**DATA EXCERPTS**:
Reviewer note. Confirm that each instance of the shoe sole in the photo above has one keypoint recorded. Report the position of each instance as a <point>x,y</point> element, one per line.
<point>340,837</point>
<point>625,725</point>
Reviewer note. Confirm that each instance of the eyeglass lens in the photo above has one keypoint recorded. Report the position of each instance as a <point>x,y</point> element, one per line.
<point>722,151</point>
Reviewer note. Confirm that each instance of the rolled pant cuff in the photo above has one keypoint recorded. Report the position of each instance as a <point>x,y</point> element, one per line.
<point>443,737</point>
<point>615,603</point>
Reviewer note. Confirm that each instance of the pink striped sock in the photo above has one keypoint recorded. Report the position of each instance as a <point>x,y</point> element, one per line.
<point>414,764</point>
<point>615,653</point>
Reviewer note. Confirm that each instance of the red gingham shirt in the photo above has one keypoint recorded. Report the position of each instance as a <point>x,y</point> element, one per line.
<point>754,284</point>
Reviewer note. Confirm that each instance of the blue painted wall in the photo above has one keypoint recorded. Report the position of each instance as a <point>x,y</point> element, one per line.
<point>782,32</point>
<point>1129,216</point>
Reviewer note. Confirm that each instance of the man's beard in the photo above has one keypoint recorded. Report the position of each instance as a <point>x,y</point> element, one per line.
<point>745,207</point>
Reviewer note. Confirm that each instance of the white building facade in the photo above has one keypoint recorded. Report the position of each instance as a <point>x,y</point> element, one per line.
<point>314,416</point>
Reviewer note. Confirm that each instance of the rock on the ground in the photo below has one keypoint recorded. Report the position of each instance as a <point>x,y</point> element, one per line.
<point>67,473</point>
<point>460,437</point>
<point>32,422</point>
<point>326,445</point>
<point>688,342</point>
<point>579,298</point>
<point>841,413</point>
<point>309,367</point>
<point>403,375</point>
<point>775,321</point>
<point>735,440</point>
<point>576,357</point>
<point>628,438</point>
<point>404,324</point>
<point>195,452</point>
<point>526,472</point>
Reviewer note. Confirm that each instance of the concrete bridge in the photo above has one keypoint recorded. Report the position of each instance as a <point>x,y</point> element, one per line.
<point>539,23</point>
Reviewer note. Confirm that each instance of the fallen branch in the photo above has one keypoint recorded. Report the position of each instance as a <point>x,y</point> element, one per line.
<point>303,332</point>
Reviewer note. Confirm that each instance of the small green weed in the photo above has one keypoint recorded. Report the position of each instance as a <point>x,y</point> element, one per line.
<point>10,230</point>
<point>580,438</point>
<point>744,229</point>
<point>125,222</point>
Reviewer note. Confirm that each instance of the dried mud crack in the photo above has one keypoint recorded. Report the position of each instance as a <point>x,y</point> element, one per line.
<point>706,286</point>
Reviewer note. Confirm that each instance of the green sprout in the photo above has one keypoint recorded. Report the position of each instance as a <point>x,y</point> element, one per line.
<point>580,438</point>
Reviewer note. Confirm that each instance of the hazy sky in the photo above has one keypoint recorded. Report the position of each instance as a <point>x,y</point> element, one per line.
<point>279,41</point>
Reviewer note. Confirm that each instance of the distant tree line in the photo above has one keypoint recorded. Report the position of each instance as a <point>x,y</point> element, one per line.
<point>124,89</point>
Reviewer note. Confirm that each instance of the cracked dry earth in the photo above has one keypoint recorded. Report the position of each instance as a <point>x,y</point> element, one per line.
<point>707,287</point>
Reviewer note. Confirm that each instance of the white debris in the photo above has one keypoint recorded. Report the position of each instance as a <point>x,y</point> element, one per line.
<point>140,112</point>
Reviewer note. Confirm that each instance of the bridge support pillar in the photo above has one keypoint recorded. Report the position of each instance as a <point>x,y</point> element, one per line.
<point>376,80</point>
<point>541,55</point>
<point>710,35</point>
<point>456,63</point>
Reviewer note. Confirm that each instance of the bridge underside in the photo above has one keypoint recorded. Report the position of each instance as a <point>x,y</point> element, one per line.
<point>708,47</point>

**WORK INSTRUCTIONS**:
Rewrite all of the lines above with "keypoint" swapped for "marker" and everything else left as it is.

**OUTPUT BELOW**:
Reviewer note. Confirm that each instance of the shoe sole in the photo above has one marker recorded. Report the position of each instance as a <point>x,y</point> element, one per line.
<point>340,837</point>
<point>625,725</point>
Reviewer note. Confirm that each instance of the eyeglass lens in the photo above has one marker recorded. Report the position of each instance as a <point>x,y</point> element, one per line.
<point>722,151</point>
Reviewer note. Confirm that each instance of the rolled pant cuff in the photo above has one marker recorded. Report the position of each instance as a <point>x,y</point> element, one per line.
<point>443,737</point>
<point>615,603</point>
Reviewer note. Confirm that each instance of the pink striped sock in the photo above has one marker recorded. Report the position of each instance as a <point>x,y</point> element, one per line.
<point>414,764</point>
<point>615,653</point>
Reviewer note. Confirm that each instance of the red gingham shirt in the photo above has one marker recorded. Report the position of each instance as a <point>x,y</point> element, one per line.
<point>754,284</point>
Reviewer note. Confirm that each instance of the blue painted wall in the photo above has one marker recorded. Report the position of each instance as a <point>x,y</point> element, one per line.
<point>782,32</point>
<point>1129,216</point>
Reviewer note. Confirm that each instance of the man's beard in the photo above has one marker recorded. Report the position of each instance as a <point>x,y</point> element, one per line.
<point>745,207</point>
Reviewer note. Confirm that each instance of the white building facade in the photo above has one marker recorded. Report the position of each instance as a <point>x,y</point> element, one per line.
<point>314,416</point>
Reviewer note. Confirm that each instance of the rock on the ground in the photo below has one marker recorded. Report the position of each instance as a <point>x,y</point> element, one per line.
<point>67,473</point>
<point>460,437</point>
<point>32,422</point>
<point>326,445</point>
<point>688,342</point>
<point>579,298</point>
<point>841,413</point>
<point>309,367</point>
<point>403,375</point>
<point>775,321</point>
<point>735,440</point>
<point>576,357</point>
<point>628,438</point>
<point>404,324</point>
<point>195,452</point>
<point>526,472</point>
Reviewer note. Confirm that each instance of the concrete bridge in the photo above has one marker recorded. Report the position of each instance as a <point>x,y</point> element, one per line.
<point>539,23</point>
Reviewer note. Confirm that each instance of the fallen branch in the photo above has one marker recorded. Report the position of each instance as a <point>x,y</point> element, one per line.
<point>303,332</point>
Reviewer note. Confirm that each instance of the small green weed in the photo above has one marker recorded. Report the position of each instance as a <point>x,y</point> element, one per line.
<point>10,230</point>
<point>580,438</point>
<point>744,229</point>
<point>125,222</point>
Reviewer note. Confirm that each instance of the dried mud crack in the photo above has one marker recorded. Report the position of each instance as a <point>x,y</point> element, one per line.
<point>706,286</point>
Reviewer note. Confirm that each instance of the green sprout in the photo above has one marker recorded. Report the position of each instance as a <point>x,y</point> element, one per line.
<point>580,438</point>
Reviewer note. Confirm that each instance of the hazy sky in the photo above has one marker recorded. Report the position of each instance as a <point>x,y</point> element, one per line.
<point>279,41</point>
Reviewer note. Confirm that each instance of the distant tree line in the photo above has one marker recorded. Report the position of each instance as a <point>x,y</point> element, one per line.
<point>124,89</point>
Reviewer note. Confirm that each instance of the cracked dry earth in the photo above has one marker recorded. Report the position of each instance as a <point>x,y</point> element, one per line.
<point>707,287</point>
Reviewer note. Confirm that each instance of the white debris in the photo above has one marker recorded. Report the position of each instance as a <point>x,y</point> element, one per line.
<point>140,112</point>
Reviewer note. Confirm that each instance of the bridge support pillar in the photo above has one marker recorded. Report the position of each instance as a <point>x,y</point> element, one per line.
<point>376,80</point>
<point>541,55</point>
<point>710,35</point>
<point>456,63</point>
Reviewer note. Confirm that each instance of the bridge underside in the photo above has one marker recorded. Report the position of each instance as a <point>x,y</point> element, one per line.
<point>708,47</point>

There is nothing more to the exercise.